>> begin Excerpted data

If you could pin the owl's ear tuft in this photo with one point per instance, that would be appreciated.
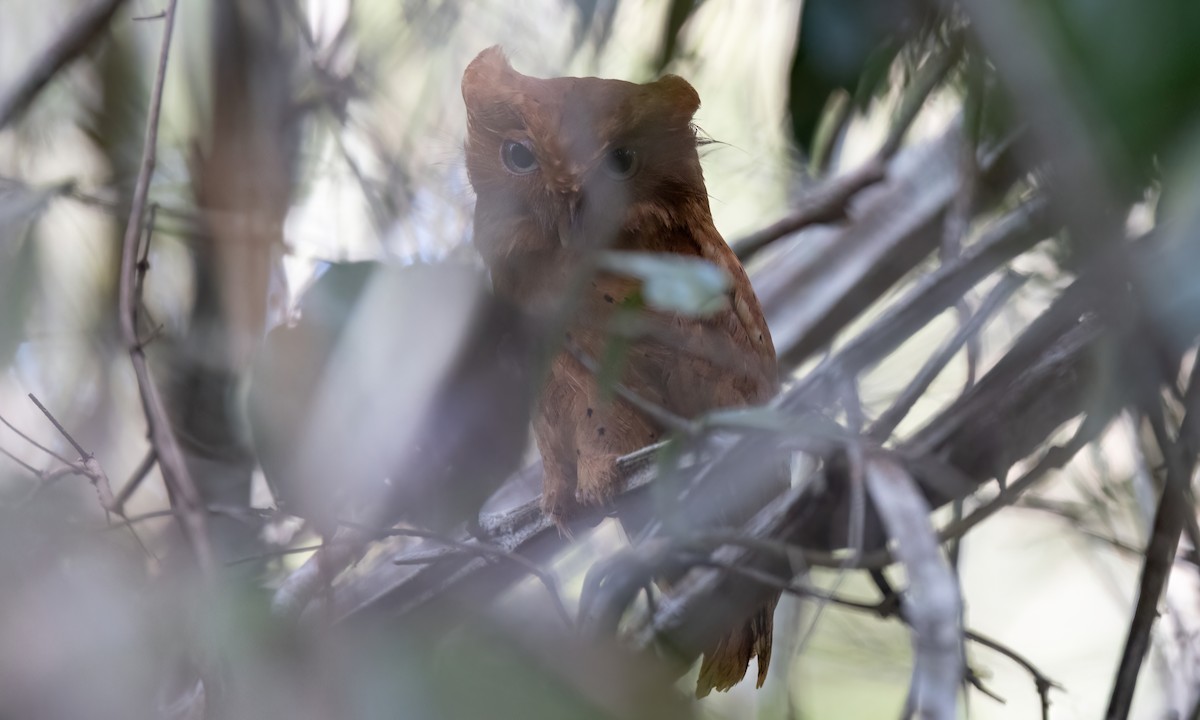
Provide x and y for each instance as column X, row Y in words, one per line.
column 487, row 73
column 678, row 95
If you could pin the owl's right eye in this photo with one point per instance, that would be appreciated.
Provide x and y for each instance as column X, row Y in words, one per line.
column 517, row 157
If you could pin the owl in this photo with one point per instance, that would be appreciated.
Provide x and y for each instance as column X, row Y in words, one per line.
column 562, row 168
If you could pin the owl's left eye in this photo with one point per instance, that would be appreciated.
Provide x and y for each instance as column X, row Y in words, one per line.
column 519, row 157
column 621, row 163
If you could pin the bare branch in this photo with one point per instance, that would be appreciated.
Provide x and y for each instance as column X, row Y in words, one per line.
column 933, row 604
column 75, row 39
column 162, row 437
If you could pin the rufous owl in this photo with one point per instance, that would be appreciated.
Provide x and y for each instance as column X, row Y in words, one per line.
column 563, row 167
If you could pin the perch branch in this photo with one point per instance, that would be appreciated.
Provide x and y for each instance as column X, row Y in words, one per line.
column 71, row 42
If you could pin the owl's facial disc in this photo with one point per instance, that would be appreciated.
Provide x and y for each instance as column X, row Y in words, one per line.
column 517, row 157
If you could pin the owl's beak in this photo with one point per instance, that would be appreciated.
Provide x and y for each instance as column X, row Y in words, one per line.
column 569, row 221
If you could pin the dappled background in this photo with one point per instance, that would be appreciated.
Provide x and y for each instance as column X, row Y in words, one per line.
column 973, row 231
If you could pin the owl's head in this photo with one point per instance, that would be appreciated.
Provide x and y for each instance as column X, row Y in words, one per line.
column 579, row 161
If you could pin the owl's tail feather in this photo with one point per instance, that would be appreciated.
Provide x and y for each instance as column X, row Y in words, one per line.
column 725, row 665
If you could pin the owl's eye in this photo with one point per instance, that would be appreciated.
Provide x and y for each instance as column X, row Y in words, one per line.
column 621, row 163
column 517, row 156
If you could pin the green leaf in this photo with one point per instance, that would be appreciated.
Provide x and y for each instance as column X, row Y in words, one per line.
column 671, row 282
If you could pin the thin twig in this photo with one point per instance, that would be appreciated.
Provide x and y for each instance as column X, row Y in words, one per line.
column 826, row 203
column 63, row 431
column 1041, row 681
column 929, row 76
column 486, row 551
column 162, row 437
column 75, row 39
column 887, row 423
column 135, row 481
column 1156, row 569
column 34, row 443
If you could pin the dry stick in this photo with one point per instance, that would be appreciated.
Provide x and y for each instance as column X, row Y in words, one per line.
column 63, row 431
column 1159, row 556
column 66, row 47
column 885, row 610
column 34, row 443
column 855, row 532
column 826, row 203
column 135, row 481
column 162, row 437
column 887, row 423
column 933, row 606
column 485, row 551
column 90, row 468
column 1041, row 681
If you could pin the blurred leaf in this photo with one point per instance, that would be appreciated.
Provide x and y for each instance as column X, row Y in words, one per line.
column 1137, row 65
column 846, row 45
column 671, row 282
column 873, row 79
column 677, row 16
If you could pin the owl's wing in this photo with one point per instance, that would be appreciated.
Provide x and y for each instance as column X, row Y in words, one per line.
column 723, row 360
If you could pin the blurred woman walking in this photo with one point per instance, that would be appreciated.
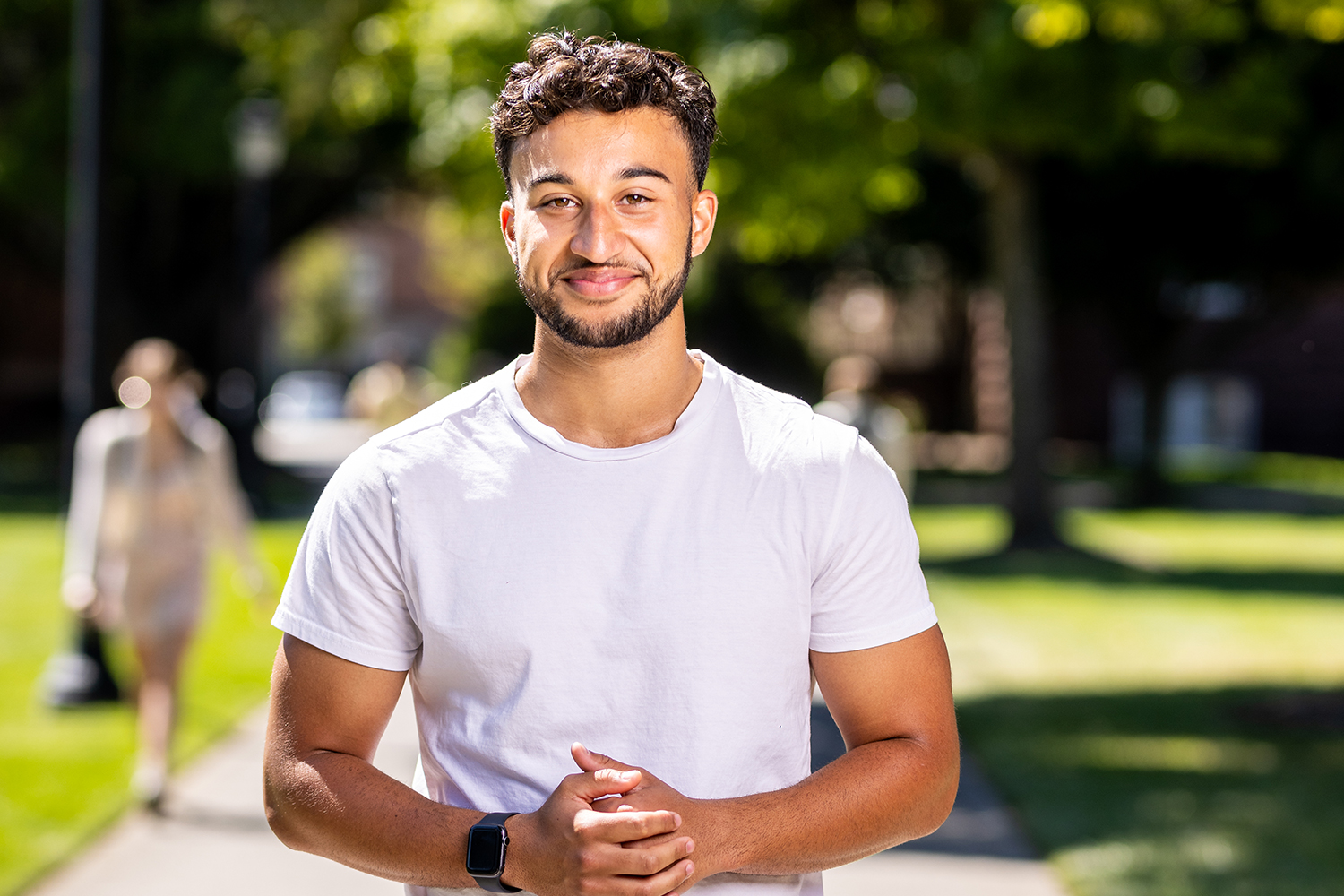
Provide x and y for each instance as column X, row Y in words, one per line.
column 153, row 484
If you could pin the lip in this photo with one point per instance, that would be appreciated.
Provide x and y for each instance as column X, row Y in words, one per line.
column 597, row 284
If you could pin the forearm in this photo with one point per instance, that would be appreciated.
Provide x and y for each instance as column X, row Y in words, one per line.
column 339, row 806
column 871, row 798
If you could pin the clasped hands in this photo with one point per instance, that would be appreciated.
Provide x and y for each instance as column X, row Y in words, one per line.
column 612, row 829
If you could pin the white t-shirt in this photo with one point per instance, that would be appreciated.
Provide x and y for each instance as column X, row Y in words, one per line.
column 655, row 602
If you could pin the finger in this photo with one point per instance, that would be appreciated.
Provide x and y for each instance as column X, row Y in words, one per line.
column 612, row 804
column 666, row 882
column 604, row 782
column 642, row 863
column 589, row 761
column 624, row 826
column 652, row 860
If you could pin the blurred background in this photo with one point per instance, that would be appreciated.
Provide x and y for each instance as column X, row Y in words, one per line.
column 1085, row 252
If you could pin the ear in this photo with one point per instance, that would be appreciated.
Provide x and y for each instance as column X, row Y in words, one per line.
column 704, row 210
column 507, row 220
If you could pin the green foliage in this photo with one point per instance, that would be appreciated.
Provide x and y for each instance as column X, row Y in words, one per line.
column 822, row 105
column 64, row 775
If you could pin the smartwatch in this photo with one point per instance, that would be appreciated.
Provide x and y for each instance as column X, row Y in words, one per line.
column 487, row 845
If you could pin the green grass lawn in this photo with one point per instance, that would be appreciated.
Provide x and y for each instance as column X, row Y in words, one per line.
column 64, row 774
column 1171, row 723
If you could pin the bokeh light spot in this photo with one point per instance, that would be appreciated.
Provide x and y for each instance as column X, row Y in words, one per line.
column 134, row 392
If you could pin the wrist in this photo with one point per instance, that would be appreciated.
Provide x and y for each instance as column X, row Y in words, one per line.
column 518, row 858
column 488, row 852
column 720, row 845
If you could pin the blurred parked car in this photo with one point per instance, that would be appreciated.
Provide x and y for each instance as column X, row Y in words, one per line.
column 303, row 425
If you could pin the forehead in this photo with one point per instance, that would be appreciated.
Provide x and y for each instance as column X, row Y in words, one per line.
column 597, row 145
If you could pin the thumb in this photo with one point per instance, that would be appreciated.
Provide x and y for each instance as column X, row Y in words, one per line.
column 589, row 761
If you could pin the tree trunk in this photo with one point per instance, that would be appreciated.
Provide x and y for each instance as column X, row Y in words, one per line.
column 1015, row 266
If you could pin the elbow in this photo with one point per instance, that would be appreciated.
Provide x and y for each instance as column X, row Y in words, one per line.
column 941, row 796
column 282, row 814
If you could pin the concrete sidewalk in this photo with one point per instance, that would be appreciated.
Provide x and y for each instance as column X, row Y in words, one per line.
column 214, row 840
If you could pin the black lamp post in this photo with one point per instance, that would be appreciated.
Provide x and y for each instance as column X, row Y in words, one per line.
column 258, row 142
column 81, row 263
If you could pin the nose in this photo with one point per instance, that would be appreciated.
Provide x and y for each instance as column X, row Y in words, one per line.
column 599, row 238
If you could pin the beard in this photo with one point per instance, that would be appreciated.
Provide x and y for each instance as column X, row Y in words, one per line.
column 660, row 297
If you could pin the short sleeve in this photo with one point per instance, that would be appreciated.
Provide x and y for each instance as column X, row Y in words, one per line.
column 868, row 589
column 346, row 591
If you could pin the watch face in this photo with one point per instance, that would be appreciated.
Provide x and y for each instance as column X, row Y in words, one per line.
column 486, row 850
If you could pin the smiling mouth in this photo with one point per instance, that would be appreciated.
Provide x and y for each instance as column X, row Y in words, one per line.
column 599, row 282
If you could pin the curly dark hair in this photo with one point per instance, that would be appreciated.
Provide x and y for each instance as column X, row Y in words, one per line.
column 566, row 73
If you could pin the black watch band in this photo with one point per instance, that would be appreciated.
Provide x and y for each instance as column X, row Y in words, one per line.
column 487, row 849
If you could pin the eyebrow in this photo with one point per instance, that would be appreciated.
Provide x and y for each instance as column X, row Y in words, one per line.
column 550, row 177
column 629, row 174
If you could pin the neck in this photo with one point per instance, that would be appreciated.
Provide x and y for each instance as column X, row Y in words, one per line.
column 612, row 397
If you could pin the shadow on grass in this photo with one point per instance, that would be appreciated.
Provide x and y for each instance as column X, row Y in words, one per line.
column 1080, row 565
column 1193, row 793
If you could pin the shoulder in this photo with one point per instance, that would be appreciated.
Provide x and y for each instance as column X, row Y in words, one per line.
column 785, row 427
column 108, row 426
column 432, row 437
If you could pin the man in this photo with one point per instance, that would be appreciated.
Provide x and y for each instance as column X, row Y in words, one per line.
column 617, row 541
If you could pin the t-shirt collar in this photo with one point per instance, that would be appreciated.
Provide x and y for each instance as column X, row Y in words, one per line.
column 695, row 413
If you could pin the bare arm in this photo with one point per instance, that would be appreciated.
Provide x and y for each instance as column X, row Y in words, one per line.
column 897, row 780
column 323, row 796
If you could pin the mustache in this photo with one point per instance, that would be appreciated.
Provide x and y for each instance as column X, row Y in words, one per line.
column 612, row 265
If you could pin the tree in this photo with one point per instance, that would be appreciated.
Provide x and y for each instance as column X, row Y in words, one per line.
column 823, row 107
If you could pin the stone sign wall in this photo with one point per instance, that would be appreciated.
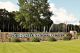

>> end Excerpted data

Exercise: Reproduce the rows verbatim, from the line with "If you could pin the green foliage" to the line with "column 487, row 845", both of those lines included.

Solution to this exercise:
If you could pin the green foliage in this photo with one point per instance, that would be appreciated.
Provide x and y for each instance as column X, row Y in words, one per line.
column 822, row 105
column 64, row 775
If you could pin the smartwatch in this photo with one point per instance, that would be appreciated.
Provide x and y for each instance as column X, row Y in words, one per line.
column 487, row 845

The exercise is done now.